▶ [Exercise requirements]: Please output each line of the data exactly as it appears.

▶ [The data]:
--- --- ---

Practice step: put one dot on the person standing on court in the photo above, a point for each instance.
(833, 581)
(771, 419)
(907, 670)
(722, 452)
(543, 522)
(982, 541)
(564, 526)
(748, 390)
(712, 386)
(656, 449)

--- --- ---

▶ [Solution to this problem]:
Practice step: put one dot on the person standing on court in the photo above, a point for each instance.
(833, 581)
(771, 419)
(907, 670)
(722, 452)
(543, 522)
(982, 541)
(564, 526)
(748, 390)
(712, 386)
(656, 449)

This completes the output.